(PASSAGE PROVIDED):
The proof will be in the pudding I guess but some say there stock price growth is just a flash in the pan.


----------



## mjcmt (Jul 29, 2020)

That's excellent news. Will keep the iconic Kodak brand alive into the future.


----------



## photoflyer (Jul 29, 2020)

It wouldn't be the first time a company repositioned a core competence on something else.  World War II resulted in many firms doing exactly this.  In many ways we are at war.  Go Kodak!


----------



## cgw (Jul 30, 2020)

A quick look at its books makes one wonder why the company’s still called “Fujifilm.”


----------



## Overread (Jul 30, 2020)

I know a good few firms making paints for wargames and other hobby crafts were repurposing their machines to make soap in small bottles for use during Corona. For them its just a case of shipping in the bulk loads of material and using the existing machines to repackage it. 

Big firms like Kodak do often invest into other areas, especially if their core market becomes shaky. Indeed some firms have survived well by branching out. Often as not using alternative names and buying out smaller firms in other areas. It can be quite surprising how many smaller or totally unrelated firms can be owned by a "giant".


----------



## BananaRepublic (Jul 30, 2020)

photoflyer said:


> It wouldn't be the first time a company repositioned a core competence on something else.  World War II resulted in many firms doing exactly this.  In many ways we are at war.  Go Kodak!


They were made to.  Hugo boss made nazi uniforms .


----------

(PROMPT A):
Answer these questions about the forum thread:
(i) Which historical event does photoflyer say led many firms to reposition a core competence?
(ii) What does Overread say firms making paints for wargames and other hobby crafts were repurposing their machines to make?
(iii) What does BananaRepublic say Hugo Boss made?
(PROMPT B): Reproduce word for word the part of the forum thread that opens with the words containing "## Overread (Jul" and closes with "BananaRepublic (Jul 30, 2020)".
Rely only on the forum thread to answer.

(MATERIAL PROVIDED):
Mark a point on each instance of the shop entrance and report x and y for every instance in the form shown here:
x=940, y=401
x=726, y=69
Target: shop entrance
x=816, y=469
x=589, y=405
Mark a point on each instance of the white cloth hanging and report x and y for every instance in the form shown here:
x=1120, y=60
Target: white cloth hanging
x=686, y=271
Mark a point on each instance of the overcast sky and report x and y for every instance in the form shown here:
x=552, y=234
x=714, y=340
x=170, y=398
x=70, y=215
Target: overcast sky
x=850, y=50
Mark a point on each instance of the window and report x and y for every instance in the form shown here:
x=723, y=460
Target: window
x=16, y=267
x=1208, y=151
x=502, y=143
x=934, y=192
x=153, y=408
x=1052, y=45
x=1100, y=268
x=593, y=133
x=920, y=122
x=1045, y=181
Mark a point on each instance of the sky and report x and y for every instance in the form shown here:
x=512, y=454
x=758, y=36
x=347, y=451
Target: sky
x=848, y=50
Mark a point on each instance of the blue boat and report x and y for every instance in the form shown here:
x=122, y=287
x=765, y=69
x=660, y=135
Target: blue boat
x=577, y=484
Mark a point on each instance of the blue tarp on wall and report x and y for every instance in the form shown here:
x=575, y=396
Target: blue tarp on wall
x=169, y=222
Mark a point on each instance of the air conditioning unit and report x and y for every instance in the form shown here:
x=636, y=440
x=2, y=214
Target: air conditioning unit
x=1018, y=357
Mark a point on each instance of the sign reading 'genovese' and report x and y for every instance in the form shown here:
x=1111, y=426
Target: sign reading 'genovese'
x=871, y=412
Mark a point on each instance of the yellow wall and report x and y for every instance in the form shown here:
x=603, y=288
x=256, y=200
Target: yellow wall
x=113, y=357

(RIGHT ANSWER A):
(i) World War II
(ii) Soap in small bottles
(iii) Nazi uniforms

(RIGHT ANSWER B):
## Overread (Jul 30, 2020)

I know a good few firms making paints for wargames and other hobby crafts were repurposing their machines to make soap in small bottles for use during Corona. For them its just a case of shipping in the bulk loads of material and using the existing machines to repackage it. 

Big firms like Kodak do often invest into other areas, especially if their core market becomes shaky. Indeed some firms have survived well by branching out. Often as not using alternative names and buying out smaller firms in other areas. It can be quite surprising how many smaller or totally unrelated firms can be owned by a "giant".


----------



## BananaRepublic (Jul 30, 2020)